Gather every line from the listing below that contains the string "grass", and treat case as significant.
● ● ● ● ●
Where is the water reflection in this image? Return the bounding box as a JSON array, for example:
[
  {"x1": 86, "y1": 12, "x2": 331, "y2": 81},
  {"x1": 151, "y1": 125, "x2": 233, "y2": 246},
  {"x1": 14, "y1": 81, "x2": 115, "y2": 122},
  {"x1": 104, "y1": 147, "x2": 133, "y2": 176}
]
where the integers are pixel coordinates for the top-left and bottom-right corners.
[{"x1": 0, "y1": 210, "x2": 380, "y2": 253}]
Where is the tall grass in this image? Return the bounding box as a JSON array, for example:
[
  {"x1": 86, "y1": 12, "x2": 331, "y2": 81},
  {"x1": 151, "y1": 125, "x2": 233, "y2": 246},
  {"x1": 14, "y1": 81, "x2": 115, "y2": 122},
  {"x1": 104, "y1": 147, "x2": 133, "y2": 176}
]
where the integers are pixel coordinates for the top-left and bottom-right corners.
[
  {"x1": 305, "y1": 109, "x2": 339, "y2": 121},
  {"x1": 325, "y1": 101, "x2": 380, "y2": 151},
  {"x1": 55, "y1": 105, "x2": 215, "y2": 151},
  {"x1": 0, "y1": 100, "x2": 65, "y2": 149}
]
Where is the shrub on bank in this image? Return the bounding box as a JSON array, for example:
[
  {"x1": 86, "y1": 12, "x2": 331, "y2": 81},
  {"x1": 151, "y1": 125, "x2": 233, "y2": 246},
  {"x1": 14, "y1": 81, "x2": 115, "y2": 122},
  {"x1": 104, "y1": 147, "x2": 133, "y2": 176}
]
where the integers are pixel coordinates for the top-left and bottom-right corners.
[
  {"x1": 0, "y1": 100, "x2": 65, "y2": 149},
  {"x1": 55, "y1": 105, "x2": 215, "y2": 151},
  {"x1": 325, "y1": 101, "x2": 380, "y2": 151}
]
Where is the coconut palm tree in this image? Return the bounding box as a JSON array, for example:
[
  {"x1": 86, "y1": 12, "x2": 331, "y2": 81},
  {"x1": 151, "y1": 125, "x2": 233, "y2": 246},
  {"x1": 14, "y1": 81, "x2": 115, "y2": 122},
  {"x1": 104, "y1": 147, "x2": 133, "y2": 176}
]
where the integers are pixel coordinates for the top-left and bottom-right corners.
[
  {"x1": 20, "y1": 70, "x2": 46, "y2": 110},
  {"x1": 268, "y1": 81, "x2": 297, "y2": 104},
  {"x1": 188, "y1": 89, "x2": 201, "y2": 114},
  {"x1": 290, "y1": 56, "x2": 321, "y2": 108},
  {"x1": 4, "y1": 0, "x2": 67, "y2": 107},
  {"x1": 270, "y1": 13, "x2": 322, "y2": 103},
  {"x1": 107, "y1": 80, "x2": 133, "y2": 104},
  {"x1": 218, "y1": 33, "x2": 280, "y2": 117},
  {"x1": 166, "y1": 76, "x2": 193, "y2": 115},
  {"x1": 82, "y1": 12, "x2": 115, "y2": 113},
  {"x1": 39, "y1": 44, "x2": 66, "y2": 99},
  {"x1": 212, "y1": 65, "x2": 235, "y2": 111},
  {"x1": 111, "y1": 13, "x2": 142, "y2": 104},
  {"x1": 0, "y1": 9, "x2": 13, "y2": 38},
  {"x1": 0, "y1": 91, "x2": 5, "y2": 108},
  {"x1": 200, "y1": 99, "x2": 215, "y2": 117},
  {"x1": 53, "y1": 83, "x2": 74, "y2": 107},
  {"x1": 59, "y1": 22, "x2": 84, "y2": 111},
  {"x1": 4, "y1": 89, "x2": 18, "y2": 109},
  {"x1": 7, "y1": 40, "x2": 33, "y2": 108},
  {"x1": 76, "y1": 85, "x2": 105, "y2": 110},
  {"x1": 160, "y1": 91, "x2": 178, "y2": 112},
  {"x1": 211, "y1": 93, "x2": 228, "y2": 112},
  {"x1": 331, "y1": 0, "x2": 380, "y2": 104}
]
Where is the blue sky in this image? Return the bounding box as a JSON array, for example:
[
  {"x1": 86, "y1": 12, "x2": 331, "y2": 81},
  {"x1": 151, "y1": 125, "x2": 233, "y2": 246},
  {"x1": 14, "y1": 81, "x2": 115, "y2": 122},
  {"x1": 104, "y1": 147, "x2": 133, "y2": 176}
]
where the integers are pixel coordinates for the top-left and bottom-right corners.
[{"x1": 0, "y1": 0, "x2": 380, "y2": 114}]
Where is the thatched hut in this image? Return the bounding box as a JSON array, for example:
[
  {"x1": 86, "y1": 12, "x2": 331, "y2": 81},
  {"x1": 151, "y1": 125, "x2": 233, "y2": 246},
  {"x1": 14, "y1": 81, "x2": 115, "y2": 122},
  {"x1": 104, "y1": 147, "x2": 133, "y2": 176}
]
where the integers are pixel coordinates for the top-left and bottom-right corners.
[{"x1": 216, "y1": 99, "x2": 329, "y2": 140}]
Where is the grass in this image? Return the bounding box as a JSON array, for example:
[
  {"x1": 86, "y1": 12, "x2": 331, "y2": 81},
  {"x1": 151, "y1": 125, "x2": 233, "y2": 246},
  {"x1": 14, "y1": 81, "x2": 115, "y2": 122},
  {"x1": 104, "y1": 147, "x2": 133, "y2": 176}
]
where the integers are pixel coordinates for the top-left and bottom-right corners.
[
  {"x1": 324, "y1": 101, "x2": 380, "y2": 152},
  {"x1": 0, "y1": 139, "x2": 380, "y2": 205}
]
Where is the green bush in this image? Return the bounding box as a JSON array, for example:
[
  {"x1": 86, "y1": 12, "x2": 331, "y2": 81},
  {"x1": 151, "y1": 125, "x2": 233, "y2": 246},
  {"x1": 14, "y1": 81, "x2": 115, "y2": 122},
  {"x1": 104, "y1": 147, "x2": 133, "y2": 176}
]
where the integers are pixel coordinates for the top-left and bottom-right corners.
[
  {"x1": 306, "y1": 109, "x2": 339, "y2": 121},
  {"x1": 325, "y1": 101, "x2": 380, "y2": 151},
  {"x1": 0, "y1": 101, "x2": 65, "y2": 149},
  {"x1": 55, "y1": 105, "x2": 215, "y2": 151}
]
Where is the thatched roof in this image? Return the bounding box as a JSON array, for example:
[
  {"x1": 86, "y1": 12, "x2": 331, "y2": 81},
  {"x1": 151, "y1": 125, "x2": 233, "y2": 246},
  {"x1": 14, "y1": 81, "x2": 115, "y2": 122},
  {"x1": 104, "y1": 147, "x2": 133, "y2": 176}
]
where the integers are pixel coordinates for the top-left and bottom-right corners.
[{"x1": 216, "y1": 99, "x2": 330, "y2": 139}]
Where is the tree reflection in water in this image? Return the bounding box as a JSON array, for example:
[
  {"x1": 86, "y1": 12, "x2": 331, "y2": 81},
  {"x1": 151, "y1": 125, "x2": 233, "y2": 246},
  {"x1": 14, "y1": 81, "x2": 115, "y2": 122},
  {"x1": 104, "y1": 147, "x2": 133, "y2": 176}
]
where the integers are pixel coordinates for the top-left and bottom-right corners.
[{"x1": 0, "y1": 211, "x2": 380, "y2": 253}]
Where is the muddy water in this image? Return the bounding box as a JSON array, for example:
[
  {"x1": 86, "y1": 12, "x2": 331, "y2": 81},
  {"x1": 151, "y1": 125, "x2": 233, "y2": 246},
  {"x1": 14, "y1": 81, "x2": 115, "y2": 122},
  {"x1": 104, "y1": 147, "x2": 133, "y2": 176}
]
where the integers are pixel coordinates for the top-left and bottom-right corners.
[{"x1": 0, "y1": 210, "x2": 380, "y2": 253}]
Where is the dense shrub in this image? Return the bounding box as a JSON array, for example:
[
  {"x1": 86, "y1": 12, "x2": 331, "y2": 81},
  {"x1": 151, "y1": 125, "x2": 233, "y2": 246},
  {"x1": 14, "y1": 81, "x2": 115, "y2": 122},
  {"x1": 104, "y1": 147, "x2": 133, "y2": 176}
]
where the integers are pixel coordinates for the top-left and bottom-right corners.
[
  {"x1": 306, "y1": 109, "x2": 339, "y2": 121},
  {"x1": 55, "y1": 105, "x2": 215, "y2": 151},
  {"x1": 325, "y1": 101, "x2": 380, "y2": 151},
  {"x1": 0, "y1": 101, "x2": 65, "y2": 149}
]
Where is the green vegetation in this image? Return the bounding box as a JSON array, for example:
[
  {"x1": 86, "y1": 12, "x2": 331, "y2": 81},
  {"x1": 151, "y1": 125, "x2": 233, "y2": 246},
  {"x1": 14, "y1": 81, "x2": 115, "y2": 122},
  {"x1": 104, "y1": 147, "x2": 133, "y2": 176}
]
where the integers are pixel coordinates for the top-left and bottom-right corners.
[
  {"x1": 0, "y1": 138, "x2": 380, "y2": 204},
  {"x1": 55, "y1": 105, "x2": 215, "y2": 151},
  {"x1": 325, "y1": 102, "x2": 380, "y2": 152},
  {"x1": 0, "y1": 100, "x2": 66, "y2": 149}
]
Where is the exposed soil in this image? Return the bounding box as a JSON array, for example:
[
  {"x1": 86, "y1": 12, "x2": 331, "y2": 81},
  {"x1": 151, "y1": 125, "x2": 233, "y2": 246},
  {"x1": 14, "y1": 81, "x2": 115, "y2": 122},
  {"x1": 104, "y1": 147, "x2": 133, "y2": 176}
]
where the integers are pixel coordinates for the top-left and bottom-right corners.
● ● ● ● ●
SOLUTION BELOW.
Where is the tall grass in this image? Return the bounding box as a JSON array, for example:
Where is the grass in this image? Return the bounding box as a JSON array, for example:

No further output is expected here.